Extracted data below:
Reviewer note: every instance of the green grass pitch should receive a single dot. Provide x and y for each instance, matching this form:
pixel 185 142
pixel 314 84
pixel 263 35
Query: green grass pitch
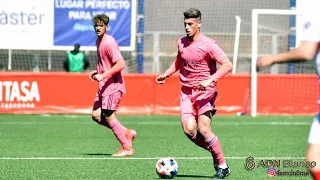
End of Extracted data.
▶ **Task to complete**
All lines after and including the one with "pixel 185 142", through the end of the entries above, should be output exactly and by themselves. The pictures are to be left out.

▶ **Your solution**
pixel 185 142
pixel 314 84
pixel 263 35
Query: green grass pitch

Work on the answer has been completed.